Passage ▸
============

Monitoring
This page is not applicable to ClickHouse Cloud. The procedure documented here is automated in ClickHouse Cloud services.
You can monitor:
- Utilization of hardware resources.
- ClickHouse server metrics.
Built-in observability dashboard
ClickHouse comes with a built-in observability dashboard feature which can be accessed by $HOST:$PORT/dashboard
(requires user and password) that shows the following metrics:
- Queries/second
- CPU usage (cores)
- Queries running
- Merges running
- Selected bytes/second
- IO wait
- CPU wait
- OS CPU Usage (userspace)
- OS CPU Usage (kernel)
- Read from disk
- Read from filesystem
- Memory (tracked)
- Inserted rows/second
- Total MergeTree parts
- Max parts for partition
Resource Utilization
ClickHouse also monitors the state of hardware resources by itself such as:
- Load and temperature on processors.
- Utilization of storage system, RAM and network.
This data is collected in the system.asynchronous_metric_log
table.
ClickHouse Server Metrics
ClickHouse server has embedded instruments for self-state monitoring.
To track server events use server logs. See the logger section of the configuration file.
ClickHouse collects:
- Different metrics of how the server uses computational resources.
- Common statistics on query processing.
You can find metrics in the system.metrics, system.events, and system.asynchronous_metrics tables.
You can configure ClickHouse to export metrics to Graphite. See the Graphite section in the ClickHouse server configuration file. Before configuring export of metrics, you should set up Graphite by following their official guide.
You can configure ClickHouse to export metrics to Prometheus. See the Prometheus section in the ClickHouse server configuration file. Before configuring export of metrics, you should set up Prometheus by following their official guide.
Additionally, you can monitor server availability through the HTTP API. Send the HTTP GET
request to /ping
. If the server is available, it responds with 200 OK
.
To monitor servers in a cluster configuration, you should set the max_replica_delay_for_distributed_queries parameter and use the HTTP resource /replicas_status
. A request to /replicas_status
returns 200 OK
if the replica is available and is not delayed behind the other replicas. If a replica is delayed, it returns 503 HTTP_SERVICE_UNAVAILABLE
with information about the gap.

============

Information provided ▸
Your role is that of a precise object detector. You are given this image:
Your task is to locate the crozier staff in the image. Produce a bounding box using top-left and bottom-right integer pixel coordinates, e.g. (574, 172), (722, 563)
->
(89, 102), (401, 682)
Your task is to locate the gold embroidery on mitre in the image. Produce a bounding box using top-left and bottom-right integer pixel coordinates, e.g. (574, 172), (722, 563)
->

============

Requirement 1 ▸
Translate the sentence "ClickHouse server has embedded instruments for self-state monitoring." from the monitoring page into Spanish.
Requirement 2 ▸
According to the monitoring page, in which table does ClickHouse collect its data on hardware resources?
Requirement 3 ▸
Reproduce the part of the monitoring page that opens with the words containing "- ClickHouse server" and closes with "CPU usage (cores)".

Correct response 1 ▸
El servidor de ClickHouse tiene instrumentos integrados para monitorear su propio estado.

Correct response 2 ▸
The system.asynchronous_metric_log table.

Correct response 3 ▸
- ClickHouse server metrics.
Built-in observability dashboard
ClickHouse comes with a built-in observability dashboard feature which can be accessed by $HOST:$PORT/dashboard
(requires user and password) that shows the following metrics:
- Queries/second
- CPU usage (cores)